--- SOURCE EXTRACT ---
Song Meaning
The lyrics paint a stark picture of a world where genuine connection feels impossible, replaced by a pervasive sense of parasitic existence and soul-crushing interactions. The narrator expresses a deep yearning for warmth and love, but finds only substitutes and an inability to truly connect with others. This leads to a feeling of emotional atrophy, where the desire for beauty is met with a shrinking of perception, and the need for intimacy results in embracing artificiality or even danger. The opening lines, "一個個在到處寄生" (one by one, parasitically existing) and "一次次能殘殺靈魂" (time after time, able to slaughter the soul), immediately establish a tone of bleakness and mutual destruction.
The central tension lies in the contrast between the desire for authentic connection and the pervasive fear or inability to achieve it. The narrator questions the very notion of belonging, asking "尋覓什麼的歸宿" (searching for what kind of belonging) and "難道什麼的身軀也有歸宿" (can any body truly have belonging?). This is powerfully illustrated by the stark imagery of wanting to embrace warm flesh but encountering fear of contact, and preferring to walk with a peacock but instead embracing a black bee. These juxtapositions highlight a profound disconnect between desired comfort and experienced reality.
The most striking craft element is the recurring, almost clinical, definition of negative states: "留不低 叫病毒" (what cannot be kept is called a virus) and "離不開 叫孤獨" (what cannot be left is called loneliness). This framing elevates personal suffering to an almost biological or epidemic level, suggesting these feelings are inescapable and perhaps even contagious. The lyrics further explore this by describing a desire for true beauty only achievable through sensory deprivation – "將兩眼及兩耳全部萎縮 / 方得到真正美好" (shrinking both eyes and ears / only then can true beauty be obtained) – implying that the current state of the world is so corrupted that genuine appreciation requires a form of self-annihilation.
Ultimately, these lyrics resonate because they articulate a deep-seated modern anxiety about isolation and the difficulty of forming meaningful bonds in a world that feels increasingly cold and transactional. The narrator's struggle, framed by the stark, almost scientific definitions of their pain and the unsettling imagery of corrupted desires, captures a profound sense of alienation. The final lines, shifting to a more defiant tone with "誰敢醫 我病毒 / 誰想知 我孤獨" (who dares to cure my virus / who wants to know my loneliness), leave the listener with a potent image of enduring, unacknowledged suffering.
--- DATA EXTRACTS ---
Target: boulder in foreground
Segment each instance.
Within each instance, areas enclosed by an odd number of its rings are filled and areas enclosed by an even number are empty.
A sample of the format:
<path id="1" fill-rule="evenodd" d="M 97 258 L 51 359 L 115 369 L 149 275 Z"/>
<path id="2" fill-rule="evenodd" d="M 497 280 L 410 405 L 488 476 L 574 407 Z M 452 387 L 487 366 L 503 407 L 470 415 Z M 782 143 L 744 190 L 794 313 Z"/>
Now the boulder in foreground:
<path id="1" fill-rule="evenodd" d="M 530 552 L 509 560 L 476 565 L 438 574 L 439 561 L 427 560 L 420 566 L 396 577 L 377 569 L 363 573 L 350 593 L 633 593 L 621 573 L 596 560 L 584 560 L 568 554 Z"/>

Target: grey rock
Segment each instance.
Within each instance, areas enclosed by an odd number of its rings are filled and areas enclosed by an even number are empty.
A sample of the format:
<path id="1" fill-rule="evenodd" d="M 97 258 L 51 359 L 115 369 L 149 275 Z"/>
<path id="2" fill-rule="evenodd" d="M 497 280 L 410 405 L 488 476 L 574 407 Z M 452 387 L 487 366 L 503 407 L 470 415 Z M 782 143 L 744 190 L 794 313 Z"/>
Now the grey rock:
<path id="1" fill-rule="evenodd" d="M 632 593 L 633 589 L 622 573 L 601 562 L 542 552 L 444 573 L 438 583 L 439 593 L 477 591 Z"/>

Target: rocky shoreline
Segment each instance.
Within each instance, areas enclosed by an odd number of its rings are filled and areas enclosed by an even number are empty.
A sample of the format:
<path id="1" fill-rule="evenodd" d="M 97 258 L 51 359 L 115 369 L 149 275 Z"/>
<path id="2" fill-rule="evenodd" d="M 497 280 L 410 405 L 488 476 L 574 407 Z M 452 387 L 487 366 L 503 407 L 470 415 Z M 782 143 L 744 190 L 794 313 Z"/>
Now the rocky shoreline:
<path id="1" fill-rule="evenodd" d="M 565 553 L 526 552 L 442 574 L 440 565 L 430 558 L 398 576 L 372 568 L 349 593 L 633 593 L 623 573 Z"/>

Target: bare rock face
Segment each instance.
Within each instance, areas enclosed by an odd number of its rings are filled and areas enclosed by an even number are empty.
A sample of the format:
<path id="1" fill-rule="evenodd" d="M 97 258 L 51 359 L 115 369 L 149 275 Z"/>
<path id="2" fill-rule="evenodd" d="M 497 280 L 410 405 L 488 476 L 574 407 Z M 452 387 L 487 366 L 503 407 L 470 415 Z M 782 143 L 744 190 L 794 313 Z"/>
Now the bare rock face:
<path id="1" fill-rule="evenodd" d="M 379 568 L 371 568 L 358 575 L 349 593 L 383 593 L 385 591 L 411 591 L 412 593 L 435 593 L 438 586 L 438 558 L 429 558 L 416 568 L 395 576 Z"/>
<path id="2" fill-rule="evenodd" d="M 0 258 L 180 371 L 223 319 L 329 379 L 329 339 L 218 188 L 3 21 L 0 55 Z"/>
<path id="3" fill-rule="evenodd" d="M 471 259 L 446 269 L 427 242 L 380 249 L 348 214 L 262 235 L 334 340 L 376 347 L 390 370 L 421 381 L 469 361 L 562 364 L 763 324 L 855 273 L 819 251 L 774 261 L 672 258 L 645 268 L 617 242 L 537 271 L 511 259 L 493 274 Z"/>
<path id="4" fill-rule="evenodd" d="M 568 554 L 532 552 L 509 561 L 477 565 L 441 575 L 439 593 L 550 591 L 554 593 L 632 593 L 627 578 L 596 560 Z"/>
---
# GOAL OF THE EXERCISE
According to the song analysis, what does the narrator embrace instead of walking with a peacock?

# EXPECTED ANSWER
A black bee.